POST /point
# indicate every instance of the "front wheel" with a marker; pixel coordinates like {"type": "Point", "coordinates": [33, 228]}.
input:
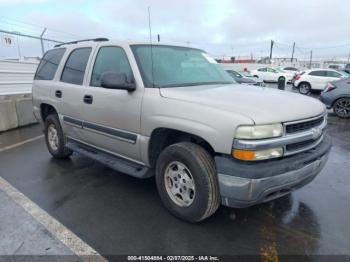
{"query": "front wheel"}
{"type": "Point", "coordinates": [187, 182]}
{"type": "Point", "coordinates": [305, 88]}
{"type": "Point", "coordinates": [341, 107]}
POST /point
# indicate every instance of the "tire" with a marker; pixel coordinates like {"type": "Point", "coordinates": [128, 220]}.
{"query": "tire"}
{"type": "Point", "coordinates": [341, 107]}
{"type": "Point", "coordinates": [281, 77]}
{"type": "Point", "coordinates": [55, 143]}
{"type": "Point", "coordinates": [304, 88]}
{"type": "Point", "coordinates": [194, 164]}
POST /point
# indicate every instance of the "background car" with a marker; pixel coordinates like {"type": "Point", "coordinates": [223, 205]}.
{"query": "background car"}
{"type": "Point", "coordinates": [290, 69]}
{"type": "Point", "coordinates": [268, 74]}
{"type": "Point", "coordinates": [242, 79]}
{"type": "Point", "coordinates": [336, 95]}
{"type": "Point", "coordinates": [315, 79]}
{"type": "Point", "coordinates": [347, 68]}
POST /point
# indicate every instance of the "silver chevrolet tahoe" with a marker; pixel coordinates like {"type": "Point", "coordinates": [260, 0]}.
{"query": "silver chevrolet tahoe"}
{"type": "Point", "coordinates": [172, 112]}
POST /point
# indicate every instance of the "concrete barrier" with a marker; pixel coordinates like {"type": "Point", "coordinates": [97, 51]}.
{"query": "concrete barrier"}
{"type": "Point", "coordinates": [16, 111]}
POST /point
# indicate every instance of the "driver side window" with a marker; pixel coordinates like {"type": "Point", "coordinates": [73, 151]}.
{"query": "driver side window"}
{"type": "Point", "coordinates": [110, 59]}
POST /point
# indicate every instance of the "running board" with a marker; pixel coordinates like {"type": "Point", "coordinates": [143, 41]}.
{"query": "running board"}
{"type": "Point", "coordinates": [112, 161]}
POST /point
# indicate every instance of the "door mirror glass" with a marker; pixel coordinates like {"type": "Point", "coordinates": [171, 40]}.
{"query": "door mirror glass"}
{"type": "Point", "coordinates": [115, 80]}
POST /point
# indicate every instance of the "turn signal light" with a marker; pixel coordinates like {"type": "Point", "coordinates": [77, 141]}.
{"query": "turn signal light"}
{"type": "Point", "coordinates": [247, 155]}
{"type": "Point", "coordinates": [243, 154]}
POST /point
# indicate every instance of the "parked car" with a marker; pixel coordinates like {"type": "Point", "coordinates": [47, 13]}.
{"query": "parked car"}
{"type": "Point", "coordinates": [268, 74]}
{"type": "Point", "coordinates": [290, 69]}
{"type": "Point", "coordinates": [335, 67]}
{"type": "Point", "coordinates": [242, 79]}
{"type": "Point", "coordinates": [175, 114]}
{"type": "Point", "coordinates": [315, 79]}
{"type": "Point", "coordinates": [347, 68]}
{"type": "Point", "coordinates": [336, 95]}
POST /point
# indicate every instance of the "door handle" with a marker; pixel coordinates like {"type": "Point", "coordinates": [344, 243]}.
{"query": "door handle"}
{"type": "Point", "coordinates": [88, 99]}
{"type": "Point", "coordinates": [58, 93]}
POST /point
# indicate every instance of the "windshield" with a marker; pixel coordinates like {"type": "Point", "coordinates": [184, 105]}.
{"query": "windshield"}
{"type": "Point", "coordinates": [177, 66]}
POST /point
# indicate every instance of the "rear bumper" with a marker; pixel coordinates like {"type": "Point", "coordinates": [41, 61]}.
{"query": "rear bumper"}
{"type": "Point", "coordinates": [262, 182]}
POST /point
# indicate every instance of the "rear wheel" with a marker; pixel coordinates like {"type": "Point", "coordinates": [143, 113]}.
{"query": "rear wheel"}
{"type": "Point", "coordinates": [187, 182]}
{"type": "Point", "coordinates": [305, 88]}
{"type": "Point", "coordinates": [54, 138]}
{"type": "Point", "coordinates": [341, 107]}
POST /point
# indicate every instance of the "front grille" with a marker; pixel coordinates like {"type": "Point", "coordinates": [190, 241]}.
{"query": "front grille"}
{"type": "Point", "coordinates": [302, 126]}
{"type": "Point", "coordinates": [299, 145]}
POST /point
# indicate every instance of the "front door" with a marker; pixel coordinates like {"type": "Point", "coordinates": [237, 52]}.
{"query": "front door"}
{"type": "Point", "coordinates": [112, 116]}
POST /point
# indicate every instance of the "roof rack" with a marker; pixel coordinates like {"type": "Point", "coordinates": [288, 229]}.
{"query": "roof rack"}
{"type": "Point", "coordinates": [100, 39]}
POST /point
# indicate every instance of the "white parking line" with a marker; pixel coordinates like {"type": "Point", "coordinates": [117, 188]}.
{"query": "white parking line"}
{"type": "Point", "coordinates": [21, 143]}
{"type": "Point", "coordinates": [63, 234]}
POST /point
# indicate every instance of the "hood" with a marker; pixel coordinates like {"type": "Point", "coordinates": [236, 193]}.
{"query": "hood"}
{"type": "Point", "coordinates": [262, 104]}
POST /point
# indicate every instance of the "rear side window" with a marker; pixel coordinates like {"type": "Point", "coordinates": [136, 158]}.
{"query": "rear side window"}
{"type": "Point", "coordinates": [48, 64]}
{"type": "Point", "coordinates": [318, 73]}
{"type": "Point", "coordinates": [74, 70]}
{"type": "Point", "coordinates": [333, 74]}
{"type": "Point", "coordinates": [110, 59]}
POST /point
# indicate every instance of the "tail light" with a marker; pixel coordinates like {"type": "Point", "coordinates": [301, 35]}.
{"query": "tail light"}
{"type": "Point", "coordinates": [329, 87]}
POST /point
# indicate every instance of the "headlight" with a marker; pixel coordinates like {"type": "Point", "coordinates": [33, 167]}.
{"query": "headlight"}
{"type": "Point", "coordinates": [259, 131]}
{"type": "Point", "coordinates": [257, 155]}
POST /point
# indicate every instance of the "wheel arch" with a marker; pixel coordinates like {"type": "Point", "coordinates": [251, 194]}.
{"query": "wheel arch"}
{"type": "Point", "coordinates": [46, 110]}
{"type": "Point", "coordinates": [163, 137]}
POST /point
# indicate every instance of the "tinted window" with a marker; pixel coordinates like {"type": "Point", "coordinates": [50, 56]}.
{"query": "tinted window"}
{"type": "Point", "coordinates": [318, 73]}
{"type": "Point", "coordinates": [290, 69]}
{"type": "Point", "coordinates": [333, 74]}
{"type": "Point", "coordinates": [74, 69]}
{"type": "Point", "coordinates": [48, 64]}
{"type": "Point", "coordinates": [172, 66]}
{"type": "Point", "coordinates": [271, 70]}
{"type": "Point", "coordinates": [110, 59]}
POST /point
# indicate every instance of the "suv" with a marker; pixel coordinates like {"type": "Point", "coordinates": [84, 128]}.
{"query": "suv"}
{"type": "Point", "coordinates": [315, 79]}
{"type": "Point", "coordinates": [173, 112]}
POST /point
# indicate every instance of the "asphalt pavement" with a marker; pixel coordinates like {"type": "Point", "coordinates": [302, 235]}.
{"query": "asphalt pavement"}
{"type": "Point", "coordinates": [116, 214]}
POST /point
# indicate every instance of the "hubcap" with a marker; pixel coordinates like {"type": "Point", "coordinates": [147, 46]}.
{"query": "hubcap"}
{"type": "Point", "coordinates": [52, 137]}
{"type": "Point", "coordinates": [179, 184]}
{"type": "Point", "coordinates": [342, 107]}
{"type": "Point", "coordinates": [304, 89]}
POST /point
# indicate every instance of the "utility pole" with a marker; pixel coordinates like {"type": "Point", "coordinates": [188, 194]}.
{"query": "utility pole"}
{"type": "Point", "coordinates": [42, 41]}
{"type": "Point", "coordinates": [310, 59]}
{"type": "Point", "coordinates": [271, 48]}
{"type": "Point", "coordinates": [291, 60]}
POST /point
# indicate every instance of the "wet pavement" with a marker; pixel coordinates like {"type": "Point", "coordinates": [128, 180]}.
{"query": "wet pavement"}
{"type": "Point", "coordinates": [118, 214]}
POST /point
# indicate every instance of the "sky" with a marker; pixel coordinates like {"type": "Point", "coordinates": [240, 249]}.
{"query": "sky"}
{"type": "Point", "coordinates": [224, 28]}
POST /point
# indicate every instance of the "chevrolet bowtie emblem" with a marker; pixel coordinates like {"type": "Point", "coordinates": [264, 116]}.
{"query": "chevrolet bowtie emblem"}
{"type": "Point", "coordinates": [316, 132]}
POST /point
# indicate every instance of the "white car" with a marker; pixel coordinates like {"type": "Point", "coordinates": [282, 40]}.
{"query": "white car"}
{"type": "Point", "coordinates": [315, 79]}
{"type": "Point", "coordinates": [269, 74]}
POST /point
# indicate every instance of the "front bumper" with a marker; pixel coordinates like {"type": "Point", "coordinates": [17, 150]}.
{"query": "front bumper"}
{"type": "Point", "coordinates": [247, 184]}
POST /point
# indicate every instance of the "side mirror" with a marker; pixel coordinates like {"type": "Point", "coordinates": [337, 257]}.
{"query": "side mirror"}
{"type": "Point", "coordinates": [114, 80]}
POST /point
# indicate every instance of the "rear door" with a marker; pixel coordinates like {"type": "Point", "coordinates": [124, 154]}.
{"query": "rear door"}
{"type": "Point", "coordinates": [68, 91]}
{"type": "Point", "coordinates": [262, 73]}
{"type": "Point", "coordinates": [318, 79]}
{"type": "Point", "coordinates": [112, 117]}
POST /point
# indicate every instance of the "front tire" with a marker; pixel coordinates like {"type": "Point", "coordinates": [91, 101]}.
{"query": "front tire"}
{"type": "Point", "coordinates": [187, 182]}
{"type": "Point", "coordinates": [54, 138]}
{"type": "Point", "coordinates": [341, 107]}
{"type": "Point", "coordinates": [304, 88]}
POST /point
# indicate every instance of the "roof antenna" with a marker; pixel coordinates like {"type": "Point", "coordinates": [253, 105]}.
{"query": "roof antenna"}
{"type": "Point", "coordinates": [150, 41]}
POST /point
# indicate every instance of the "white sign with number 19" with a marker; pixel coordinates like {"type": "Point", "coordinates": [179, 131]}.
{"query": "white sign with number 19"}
{"type": "Point", "coordinates": [8, 40]}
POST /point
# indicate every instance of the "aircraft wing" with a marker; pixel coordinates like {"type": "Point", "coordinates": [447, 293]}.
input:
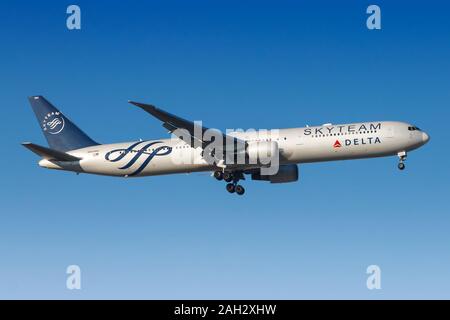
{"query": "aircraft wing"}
{"type": "Point", "coordinates": [173, 123]}
{"type": "Point", "coordinates": [49, 154]}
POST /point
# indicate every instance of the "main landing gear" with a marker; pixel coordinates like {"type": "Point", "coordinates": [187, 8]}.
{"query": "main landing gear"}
{"type": "Point", "coordinates": [402, 158]}
{"type": "Point", "coordinates": [232, 178]}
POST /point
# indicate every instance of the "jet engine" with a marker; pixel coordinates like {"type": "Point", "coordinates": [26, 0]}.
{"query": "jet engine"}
{"type": "Point", "coordinates": [286, 173]}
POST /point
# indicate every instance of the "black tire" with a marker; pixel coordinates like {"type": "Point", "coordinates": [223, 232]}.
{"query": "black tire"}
{"type": "Point", "coordinates": [230, 187]}
{"type": "Point", "coordinates": [227, 176]}
{"type": "Point", "coordinates": [218, 175]}
{"type": "Point", "coordinates": [239, 189]}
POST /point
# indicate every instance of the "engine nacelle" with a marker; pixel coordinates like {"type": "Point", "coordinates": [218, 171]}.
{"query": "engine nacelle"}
{"type": "Point", "coordinates": [262, 150]}
{"type": "Point", "coordinates": [286, 173]}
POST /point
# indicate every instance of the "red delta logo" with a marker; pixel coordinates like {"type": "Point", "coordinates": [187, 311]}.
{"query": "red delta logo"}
{"type": "Point", "coordinates": [337, 144]}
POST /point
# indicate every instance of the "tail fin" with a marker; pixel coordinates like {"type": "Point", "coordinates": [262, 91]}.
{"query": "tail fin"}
{"type": "Point", "coordinates": [61, 133]}
{"type": "Point", "coordinates": [49, 154]}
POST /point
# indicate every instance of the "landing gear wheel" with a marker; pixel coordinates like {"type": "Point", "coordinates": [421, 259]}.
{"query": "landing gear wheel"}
{"type": "Point", "coordinates": [230, 187]}
{"type": "Point", "coordinates": [218, 175]}
{"type": "Point", "coordinates": [239, 189]}
{"type": "Point", "coordinates": [227, 176]}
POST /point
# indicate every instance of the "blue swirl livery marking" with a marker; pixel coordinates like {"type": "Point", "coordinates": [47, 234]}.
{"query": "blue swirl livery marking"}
{"type": "Point", "coordinates": [142, 152]}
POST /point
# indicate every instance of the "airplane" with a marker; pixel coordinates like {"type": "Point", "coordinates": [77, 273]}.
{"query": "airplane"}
{"type": "Point", "coordinates": [70, 149]}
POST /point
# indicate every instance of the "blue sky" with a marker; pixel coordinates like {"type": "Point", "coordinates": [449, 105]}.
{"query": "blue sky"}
{"type": "Point", "coordinates": [232, 64]}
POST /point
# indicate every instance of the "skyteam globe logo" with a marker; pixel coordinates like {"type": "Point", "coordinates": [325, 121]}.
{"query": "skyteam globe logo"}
{"type": "Point", "coordinates": [53, 123]}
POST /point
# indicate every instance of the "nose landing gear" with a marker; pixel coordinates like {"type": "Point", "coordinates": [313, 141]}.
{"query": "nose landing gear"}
{"type": "Point", "coordinates": [232, 178]}
{"type": "Point", "coordinates": [402, 158]}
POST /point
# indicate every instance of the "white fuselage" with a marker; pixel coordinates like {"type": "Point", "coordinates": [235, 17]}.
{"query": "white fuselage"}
{"type": "Point", "coordinates": [296, 145]}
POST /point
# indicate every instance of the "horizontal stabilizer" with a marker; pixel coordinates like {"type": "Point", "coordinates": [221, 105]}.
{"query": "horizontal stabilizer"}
{"type": "Point", "coordinates": [49, 154]}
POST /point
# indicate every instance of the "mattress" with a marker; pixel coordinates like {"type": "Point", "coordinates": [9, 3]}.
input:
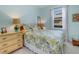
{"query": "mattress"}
{"type": "Point", "coordinates": [44, 41]}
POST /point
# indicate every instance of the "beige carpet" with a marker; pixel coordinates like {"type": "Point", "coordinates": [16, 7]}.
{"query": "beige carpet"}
{"type": "Point", "coordinates": [23, 50]}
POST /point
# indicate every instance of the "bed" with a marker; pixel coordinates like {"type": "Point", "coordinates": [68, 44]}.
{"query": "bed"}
{"type": "Point", "coordinates": [44, 41]}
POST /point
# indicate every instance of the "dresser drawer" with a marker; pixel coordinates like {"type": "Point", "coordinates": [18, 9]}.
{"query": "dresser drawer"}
{"type": "Point", "coordinates": [11, 42]}
{"type": "Point", "coordinates": [11, 48]}
{"type": "Point", "coordinates": [10, 37]}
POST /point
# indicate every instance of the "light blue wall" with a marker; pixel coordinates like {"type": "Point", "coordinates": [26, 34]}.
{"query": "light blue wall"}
{"type": "Point", "coordinates": [73, 26]}
{"type": "Point", "coordinates": [46, 13]}
{"type": "Point", "coordinates": [26, 13]}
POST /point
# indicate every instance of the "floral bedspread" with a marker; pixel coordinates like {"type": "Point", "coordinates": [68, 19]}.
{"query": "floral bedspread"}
{"type": "Point", "coordinates": [44, 42]}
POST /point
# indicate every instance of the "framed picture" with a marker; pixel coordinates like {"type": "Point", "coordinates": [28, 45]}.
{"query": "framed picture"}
{"type": "Point", "coordinates": [75, 17]}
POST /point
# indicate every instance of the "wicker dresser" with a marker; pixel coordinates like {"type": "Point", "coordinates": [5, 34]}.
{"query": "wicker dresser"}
{"type": "Point", "coordinates": [10, 42]}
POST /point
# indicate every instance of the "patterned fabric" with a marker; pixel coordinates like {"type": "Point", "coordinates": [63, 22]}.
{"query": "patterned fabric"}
{"type": "Point", "coordinates": [43, 43]}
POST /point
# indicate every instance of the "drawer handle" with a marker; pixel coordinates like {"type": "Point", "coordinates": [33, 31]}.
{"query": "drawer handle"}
{"type": "Point", "coordinates": [4, 38]}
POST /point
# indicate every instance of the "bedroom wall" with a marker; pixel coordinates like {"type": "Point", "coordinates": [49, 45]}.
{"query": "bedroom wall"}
{"type": "Point", "coordinates": [73, 26]}
{"type": "Point", "coordinates": [45, 12]}
{"type": "Point", "coordinates": [27, 14]}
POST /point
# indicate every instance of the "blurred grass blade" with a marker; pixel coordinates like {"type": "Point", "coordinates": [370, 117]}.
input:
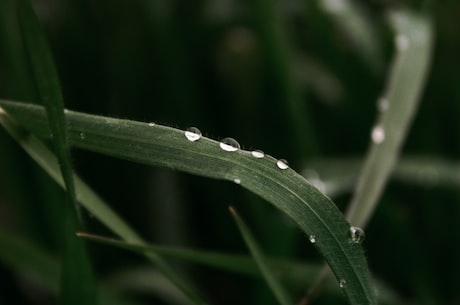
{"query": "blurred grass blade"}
{"type": "Point", "coordinates": [77, 280]}
{"type": "Point", "coordinates": [168, 147]}
{"type": "Point", "coordinates": [413, 40]}
{"type": "Point", "coordinates": [30, 261]}
{"type": "Point", "coordinates": [46, 159]}
{"type": "Point", "coordinates": [352, 20]}
{"type": "Point", "coordinates": [277, 289]}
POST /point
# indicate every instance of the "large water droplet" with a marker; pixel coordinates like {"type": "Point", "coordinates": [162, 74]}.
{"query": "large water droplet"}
{"type": "Point", "coordinates": [282, 164]}
{"type": "Point", "coordinates": [357, 235]}
{"type": "Point", "coordinates": [193, 134]}
{"type": "Point", "coordinates": [382, 104]}
{"type": "Point", "coordinates": [258, 154]}
{"type": "Point", "coordinates": [313, 177]}
{"type": "Point", "coordinates": [402, 42]}
{"type": "Point", "coordinates": [378, 134]}
{"type": "Point", "coordinates": [229, 144]}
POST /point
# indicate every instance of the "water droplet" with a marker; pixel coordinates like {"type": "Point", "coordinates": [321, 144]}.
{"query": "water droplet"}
{"type": "Point", "coordinates": [258, 154]}
{"type": "Point", "coordinates": [357, 235]}
{"type": "Point", "coordinates": [229, 144]}
{"type": "Point", "coordinates": [382, 104]}
{"type": "Point", "coordinates": [314, 179]}
{"type": "Point", "coordinates": [402, 42]}
{"type": "Point", "coordinates": [282, 164]}
{"type": "Point", "coordinates": [378, 134]}
{"type": "Point", "coordinates": [333, 6]}
{"type": "Point", "coordinates": [193, 134]}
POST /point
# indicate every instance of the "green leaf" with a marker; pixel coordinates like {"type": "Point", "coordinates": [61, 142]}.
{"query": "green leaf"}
{"type": "Point", "coordinates": [164, 146]}
{"type": "Point", "coordinates": [77, 280]}
{"type": "Point", "coordinates": [259, 257]}
{"type": "Point", "coordinates": [90, 200]}
{"type": "Point", "coordinates": [414, 41]}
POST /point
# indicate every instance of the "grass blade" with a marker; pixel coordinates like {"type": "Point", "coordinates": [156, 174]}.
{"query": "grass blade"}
{"type": "Point", "coordinates": [168, 147]}
{"type": "Point", "coordinates": [414, 39]}
{"type": "Point", "coordinates": [90, 200]}
{"type": "Point", "coordinates": [77, 280]}
{"type": "Point", "coordinates": [262, 263]}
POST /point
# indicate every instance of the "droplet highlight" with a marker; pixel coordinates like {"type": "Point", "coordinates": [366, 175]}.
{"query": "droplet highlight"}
{"type": "Point", "coordinates": [229, 144]}
{"type": "Point", "coordinates": [402, 42]}
{"type": "Point", "coordinates": [378, 134]}
{"type": "Point", "coordinates": [193, 134]}
{"type": "Point", "coordinates": [282, 164]}
{"type": "Point", "coordinates": [382, 104]}
{"type": "Point", "coordinates": [258, 154]}
{"type": "Point", "coordinates": [357, 235]}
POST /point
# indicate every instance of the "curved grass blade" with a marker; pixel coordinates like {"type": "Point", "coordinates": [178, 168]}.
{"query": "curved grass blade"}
{"type": "Point", "coordinates": [261, 261]}
{"type": "Point", "coordinates": [90, 200]}
{"type": "Point", "coordinates": [77, 280]}
{"type": "Point", "coordinates": [414, 40]}
{"type": "Point", "coordinates": [168, 147]}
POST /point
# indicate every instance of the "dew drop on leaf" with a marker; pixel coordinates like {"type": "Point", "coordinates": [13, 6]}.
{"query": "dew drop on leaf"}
{"type": "Point", "coordinates": [229, 144]}
{"type": "Point", "coordinates": [357, 235]}
{"type": "Point", "coordinates": [257, 154]}
{"type": "Point", "coordinates": [378, 134]}
{"type": "Point", "coordinates": [193, 134]}
{"type": "Point", "coordinates": [282, 164]}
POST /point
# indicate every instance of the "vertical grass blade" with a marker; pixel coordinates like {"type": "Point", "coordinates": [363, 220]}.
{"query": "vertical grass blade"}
{"type": "Point", "coordinates": [277, 289]}
{"type": "Point", "coordinates": [91, 201]}
{"type": "Point", "coordinates": [77, 280]}
{"type": "Point", "coordinates": [413, 41]}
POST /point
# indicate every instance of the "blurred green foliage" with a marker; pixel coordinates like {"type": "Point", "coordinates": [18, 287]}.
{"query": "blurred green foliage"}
{"type": "Point", "coordinates": [290, 77]}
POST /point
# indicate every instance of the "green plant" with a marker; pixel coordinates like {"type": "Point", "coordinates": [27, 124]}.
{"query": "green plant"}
{"type": "Point", "coordinates": [263, 68]}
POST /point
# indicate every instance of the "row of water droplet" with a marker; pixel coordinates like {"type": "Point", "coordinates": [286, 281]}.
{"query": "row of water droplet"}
{"type": "Point", "coordinates": [193, 134]}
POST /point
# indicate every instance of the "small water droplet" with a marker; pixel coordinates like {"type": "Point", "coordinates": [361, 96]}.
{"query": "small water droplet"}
{"type": "Point", "coordinates": [402, 42]}
{"type": "Point", "coordinates": [378, 134]}
{"type": "Point", "coordinates": [357, 235]}
{"type": "Point", "coordinates": [229, 144]}
{"type": "Point", "coordinates": [282, 164]}
{"type": "Point", "coordinates": [382, 104]}
{"type": "Point", "coordinates": [193, 134]}
{"type": "Point", "coordinates": [258, 154]}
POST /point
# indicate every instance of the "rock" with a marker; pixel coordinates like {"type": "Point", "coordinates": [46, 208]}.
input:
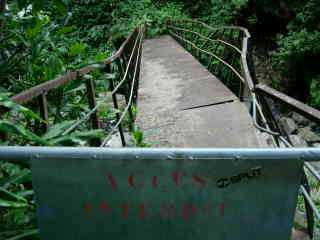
──────────
Exercise task
Count the lines in the entries above that contain the word "silver", and reply with that number alone.

Response to the task
2